### WHAT TO DO
A: Reproduce the passage of the message starting with "not the right" and going on through "talking about !?.", word for word.
B: Answer these questions using the message:
(i) Who is the sender?
(ii) What name is used for the plugin that a user might update while the system still has an older one installed?
(iii) What kind of access does the writer say they might not have on a system where they want to install plugins?

### SOURCE
[gmpi] Re: Reqs draft

  • From: Paul Davis <paul@xxxxxxxxxxxxxxxxxxxxx>
  • To: gmpi@xxxxxxxxxxxxx
  • Date: Sun, 09 Nov 2003 11:54:34 -0500

>> ah, this is the core of the speed concerns, eh? so, to handle the
>> paranoia (somewhat justified paranoia :) of proprietary developers,
>
>You have maybe the change to stay alive without saling any software , this
>is not my case , sorry.

not the right forum for this discussion, alas.

>> we have to introduce the inevitable problems that occur when you use an
>> external registry to maintain information. i have never heard of *any*
>> system that does this without problems. what happens on systems that
>> have both "system wide" plugins and "per-user" plugins? where is the
>> registry? how does the information get stored without collisions if
>> the user updates their personal copy of FooMatic, but the system still
>> has the older one installed? are there N registries? how are they
>discovered?
>
>What are you talking about !?.

most modern OS's are multi-user systems. i might want to install
plugins on a system where i do not have "administrator/root/superuser"
access. so i put them somewhere that belongs to me. this is standard
practice for every program i've ever seen that uses plugins of any
kind. the host searches multiple locations to find plugins ...

### DATA EXCERPTS
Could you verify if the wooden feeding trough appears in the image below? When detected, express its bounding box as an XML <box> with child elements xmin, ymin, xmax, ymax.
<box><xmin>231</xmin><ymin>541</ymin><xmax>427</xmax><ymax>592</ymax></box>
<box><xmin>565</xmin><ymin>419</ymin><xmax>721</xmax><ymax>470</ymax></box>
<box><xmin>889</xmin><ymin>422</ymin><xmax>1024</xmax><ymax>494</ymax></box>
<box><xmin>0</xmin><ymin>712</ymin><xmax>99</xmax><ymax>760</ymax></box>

### RESPONSES
A:
not the right forum for this discussion, alas.

>> we have to introduce the inevitable problems that occur when you use an
>> external registry to maintain information. i have never heard of *any*
>> system that does this without problems. what happens on systems that
>> have both "system wide" plugins and "per-user" plugins? where is the
>> registry? how does the information get stored without collisions if
>> the user updates their personal copy of FooMatic, but the system still
>> has the older one installed? are there N registries? how are they
>discovered?
>
>What are you talking about !?.

B:
(i) Paul Davis
(ii) FooMatic
(iii) "administrator/root/superuser" access